▸ Actions to take:
• 1. Answer these questions about the MATLAB matrix post:
(a) What is the name of the wrapper function that loops over all rows?
(b) What value is assigned to N_iter?
(c) What values are given to Ny and Nx?
• 2. Write the rest of the MATLAB matrix post, picking up after its final line.

▸ Document segment:
• • • •

I have attempted to make some improvements following the advice of @Riccardo Bonomelli. I have now created a new function update_row() which is placed inside a wrapper function modify_matrix() , whose job it is to loop over all rows. The rationale for doing this was so that this could easily be used with parfor. The new code is shown below:
%%%%%%%%%%%% Set up and initialisation %%%%%%%%%%%%
N_iter = 100; % Number of iterations
Ny = 500; % Dimensions of matrix M
Nx = 400; %
a_vec = rand(1,Nx) + rand(1, Nx)*1i; % Predefine some vectors
b_vec = rand(1,Nx) + rand(1, Nx)*1i; %
c_vec = rand(1,Nx) + rand(1, Nx)*1i; %
d_vec = rand(1,Nx) + rand(1, Nx)*1i; %
e_vec = rand(1,Nx) + rand(1, Nx)*1i; %
A = rand(1) + rand(1)*1i; % A scalar constant
M = rand(Ny, Nx) + rand(Ny, Nx)*1i; % Initialise the matrix
%%%%%%%%%%%%%%%%%%%%%%%%%%%%%%%%%%%%%%%%%%%%%%%%%%%%
%%%%%%%%%%%%%%%%%%%%% Main loop %%%%%%%%%%%%%%%%%%%%
tic
for k = 1:N_iter
% ...

• • • •

Entries from a pointing dataset

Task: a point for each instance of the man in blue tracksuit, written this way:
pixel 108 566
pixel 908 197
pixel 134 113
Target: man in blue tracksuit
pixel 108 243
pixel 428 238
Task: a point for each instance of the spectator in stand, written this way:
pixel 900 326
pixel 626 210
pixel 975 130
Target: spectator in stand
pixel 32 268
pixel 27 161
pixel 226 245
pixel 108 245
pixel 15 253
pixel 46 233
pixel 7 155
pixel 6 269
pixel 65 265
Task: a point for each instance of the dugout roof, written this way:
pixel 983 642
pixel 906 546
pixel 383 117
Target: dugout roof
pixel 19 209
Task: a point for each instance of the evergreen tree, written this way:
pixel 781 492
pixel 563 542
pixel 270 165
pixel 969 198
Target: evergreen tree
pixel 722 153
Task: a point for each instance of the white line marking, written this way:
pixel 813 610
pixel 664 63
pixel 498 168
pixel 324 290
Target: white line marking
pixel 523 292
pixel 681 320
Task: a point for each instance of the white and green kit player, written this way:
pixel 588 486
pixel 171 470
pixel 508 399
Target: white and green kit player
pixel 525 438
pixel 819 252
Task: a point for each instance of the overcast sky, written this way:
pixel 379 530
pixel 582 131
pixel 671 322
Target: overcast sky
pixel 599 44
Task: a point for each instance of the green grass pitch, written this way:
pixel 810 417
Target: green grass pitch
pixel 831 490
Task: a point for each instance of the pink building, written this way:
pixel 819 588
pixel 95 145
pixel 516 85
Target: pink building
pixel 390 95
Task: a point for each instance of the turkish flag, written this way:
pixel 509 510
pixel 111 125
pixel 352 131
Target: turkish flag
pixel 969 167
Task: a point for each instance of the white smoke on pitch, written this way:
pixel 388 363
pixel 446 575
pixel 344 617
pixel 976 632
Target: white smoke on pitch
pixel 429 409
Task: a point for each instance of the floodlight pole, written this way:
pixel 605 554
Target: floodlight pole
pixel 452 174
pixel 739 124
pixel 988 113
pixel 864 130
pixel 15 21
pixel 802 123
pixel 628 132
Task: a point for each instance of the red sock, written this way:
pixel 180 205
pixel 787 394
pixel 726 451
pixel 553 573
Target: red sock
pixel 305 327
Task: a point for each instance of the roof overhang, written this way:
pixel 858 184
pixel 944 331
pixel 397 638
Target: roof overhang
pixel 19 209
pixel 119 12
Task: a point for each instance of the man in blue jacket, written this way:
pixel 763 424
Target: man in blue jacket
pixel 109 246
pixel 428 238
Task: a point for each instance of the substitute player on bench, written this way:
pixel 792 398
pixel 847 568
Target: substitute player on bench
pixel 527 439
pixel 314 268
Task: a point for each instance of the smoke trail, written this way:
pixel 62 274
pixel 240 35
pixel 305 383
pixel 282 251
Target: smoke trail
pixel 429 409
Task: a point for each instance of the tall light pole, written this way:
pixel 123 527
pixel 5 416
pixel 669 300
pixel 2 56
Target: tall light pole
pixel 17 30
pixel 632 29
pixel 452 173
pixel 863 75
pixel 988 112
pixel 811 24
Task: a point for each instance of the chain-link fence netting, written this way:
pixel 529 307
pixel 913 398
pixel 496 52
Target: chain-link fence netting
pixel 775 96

• • • •

▸ The responses:
• 1.
(a) modify_matrix()
(b) 100
(c) Ny is 500 and Nx is 400.

• 2.
M = modify_matrix_mex(M, Nx, Ny, A, a_vec, b_vec, c_vec, d_vec, e_vec);
% Do more processing on new M ...
% ...
end
t = toc;
%%%%%%%%%%%%%%%%%%%%%%%%%%%%%%%%%%%%%%%%%%%%%%%%%%%%%
and the functions are as follows:
%%%%%%%%%%%%% Function to modify matrix M %%%%%%%%%%%
function M = modify_matrix(M, Nx, Ny, A, a_vec, b_vec, c_vec, d_vec, e_vec)
parfor m = 2:(Ny-1) % Loop over axial values
M(m,:) = update_row(M(m,:), Nx, Ny, A, a_vec, b_vec, c_vec, d_vec, e_vec);
end
end
%%%%%%%%%%%%%%%%%%%%%%%%%%%%%%%%%%%%%%%%%%%%%%%%%%%%
%%%%%%%% Function to modify a row of matrix M %%%%%%
function M_row = update_row(M_row, Nx, Ny, A, a_vec, b_vec, c_vec, d_vec, e_vec)
f_vec = complex(zeros(1,Nx));
B = complex(zeros(1,Nx));
B(2:Nx-1) = A*M_row(2:Nx-1) + a_vec(2:Nx-1).*M_row(3:Nx) + b_vec(2:Nx-1).*M_row(1:Nx-2);
for n = 2:(Nx-1) % Forward sweep
f_vec(n+1) = c_vec(n)*B(n) + d_vec(n)*f_vec(n);
end
for n = Nx:-1:2 % Backward sweep
M_row(n-1) = e_vec(n)*M_row(n) + f_vec(n); % Update the M entries
end
end
%%%%%%%%%%%%%%%%%%%%%%%%%%%%%%%%%%%%%%%%%%%%%%%%%%%%
(In the last function I have moved the creation of B outside the loop, because I saw it can be vectorized. I don't believe the remaining loops can be removed though).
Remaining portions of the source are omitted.